> **RECORDS TO USE**:
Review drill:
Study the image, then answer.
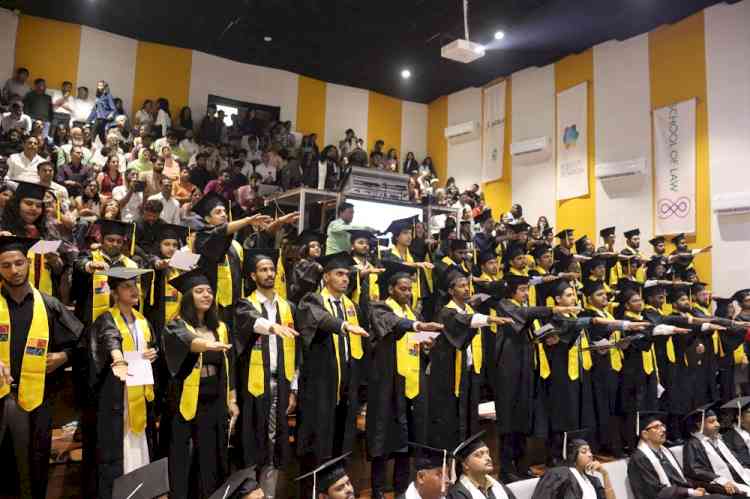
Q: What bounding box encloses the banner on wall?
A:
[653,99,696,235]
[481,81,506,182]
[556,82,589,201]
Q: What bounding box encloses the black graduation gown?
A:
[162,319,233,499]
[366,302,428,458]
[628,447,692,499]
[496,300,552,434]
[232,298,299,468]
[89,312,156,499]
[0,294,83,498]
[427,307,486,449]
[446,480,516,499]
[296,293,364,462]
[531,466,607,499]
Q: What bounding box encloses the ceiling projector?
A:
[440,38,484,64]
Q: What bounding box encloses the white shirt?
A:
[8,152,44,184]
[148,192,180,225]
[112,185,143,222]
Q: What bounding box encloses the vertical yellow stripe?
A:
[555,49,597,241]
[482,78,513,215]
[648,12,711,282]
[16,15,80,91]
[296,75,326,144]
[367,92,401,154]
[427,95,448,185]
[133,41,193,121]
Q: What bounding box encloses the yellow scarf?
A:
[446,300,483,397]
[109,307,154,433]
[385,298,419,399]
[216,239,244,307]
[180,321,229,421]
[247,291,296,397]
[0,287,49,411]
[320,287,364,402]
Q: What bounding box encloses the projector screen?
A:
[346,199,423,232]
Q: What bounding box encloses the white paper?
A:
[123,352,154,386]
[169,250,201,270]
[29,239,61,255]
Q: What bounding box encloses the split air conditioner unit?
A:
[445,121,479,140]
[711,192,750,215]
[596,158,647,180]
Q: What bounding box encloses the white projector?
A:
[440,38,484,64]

> **STATED GOAL**:
Reproduce the entire listing above word for word, from its first line through its last, omitting the picture.

> **WRITTEN RESPONSE**:
Review drill:
Study the image, then answer.
Q: What bounding box encloses the banner on wall?
A:
[653,99,696,235]
[481,81,506,182]
[556,82,589,201]
Q: What bounding box encloses the black graduation gown?
A:
[162,319,233,499]
[366,302,428,458]
[628,447,692,499]
[496,300,552,434]
[232,298,299,468]
[89,312,156,499]
[0,294,83,498]
[427,307,486,449]
[446,480,516,499]
[296,293,364,462]
[531,466,607,499]
Q: What bounding box encloses the ceiling projector?
A:
[440,38,484,64]
Q: What bounding box encloses the white shirt?
A:
[8,152,44,184]
[148,192,180,225]
[112,185,143,222]
Q: What bounding box encloses the vertical yellow stripe?
A:
[555,49,597,241]
[482,78,513,215]
[648,12,711,282]
[16,15,80,91]
[296,75,326,144]
[367,92,401,154]
[427,95,448,185]
[133,41,193,121]
Q: What bounding box encloses the yellow scarf?
A:
[446,300,483,397]
[109,307,154,433]
[385,298,419,399]
[216,239,244,307]
[180,321,229,421]
[247,291,296,397]
[0,287,49,411]
[320,287,364,402]
Q: What bounding box encloses the projector screen?
A:
[346,199,423,232]
Q: What bounding box encloses the white paper?
A:
[123,352,154,386]
[169,250,201,270]
[29,239,61,255]
Q: What bounding box encloses the split air conditioner unit?
A:
[445,121,479,140]
[711,192,750,215]
[596,158,647,180]
Q: What bounding box encloses the white projector?
A:
[440,38,484,64]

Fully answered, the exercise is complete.